◆ **Extracted data**:
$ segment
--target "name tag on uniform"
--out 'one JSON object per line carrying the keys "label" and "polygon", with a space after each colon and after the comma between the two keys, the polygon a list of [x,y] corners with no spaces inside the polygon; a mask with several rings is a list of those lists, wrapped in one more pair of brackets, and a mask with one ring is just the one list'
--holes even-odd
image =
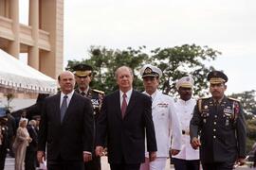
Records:
{"label": "name tag on uniform", "polygon": [[168,107],[168,103],[158,103],[157,107],[159,108],[167,108]]}

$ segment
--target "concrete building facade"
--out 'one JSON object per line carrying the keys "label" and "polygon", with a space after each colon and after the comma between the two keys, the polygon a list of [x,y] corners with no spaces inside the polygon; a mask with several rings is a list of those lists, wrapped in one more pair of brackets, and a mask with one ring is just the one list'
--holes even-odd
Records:
{"label": "concrete building facade", "polygon": [[53,78],[64,65],[64,0],[29,0],[28,26],[19,22],[19,0],[0,0],[0,48]]}

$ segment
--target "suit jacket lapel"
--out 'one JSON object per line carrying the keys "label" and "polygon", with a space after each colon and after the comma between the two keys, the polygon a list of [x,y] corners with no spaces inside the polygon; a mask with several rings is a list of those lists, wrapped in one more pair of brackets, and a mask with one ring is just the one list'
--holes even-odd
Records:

◆ **Work to be completed**: Can you arrange every line of the records above as a single numbered list, skipping the blank lines and leaving the pictures out?

◆ **Result of this exercise**:
1. $ segment
2. --target "name tag on uniform"
3. --out 'one JSON object per line carrying the keys "label" and "polygon", with a space after each colon and after the comma between the two keys, the polygon a list of [x,y] corners with no spaces inside the polygon; a mask with several rings is a list of those lists, wrapped in one more pair of brackets, and a mask with one ring is just the one list'
4. --holes even-odd
5. image =
6. Records:
7. {"label": "name tag on uniform", "polygon": [[168,107],[168,103],[158,103],[157,107],[159,108],[167,108]]}
8. $ segment
9. --target "concrete building facade"
10. --out 'one JSON object per line carrying the keys "label" and "polygon", with a space after each colon and after the comma between the two keys, the polygon a list of [x,y] corners with no spaces inside the polygon; a mask with several rings is a list of those lists, wrapped in one more pair of brackets, and a mask with one ring is just the one list'
11. --holes even-odd
12. Records:
13. {"label": "concrete building facade", "polygon": [[53,78],[64,65],[64,0],[29,0],[28,26],[19,22],[19,0],[0,0],[0,48]]}
14. $ segment
15. --target "suit jacket lapel"
16. --out 'one JSON object per line carrying the keys "label" and "polygon", with a space after each colon and after the comma between the two keys, the polygon a list of [x,y] corners with no spaces inside the polygon; a mask with several rings is a list of those lists, wrapped in one more pair of brackets, and a mask with one ring is just the one list'
17. --holes even-odd
18. Records:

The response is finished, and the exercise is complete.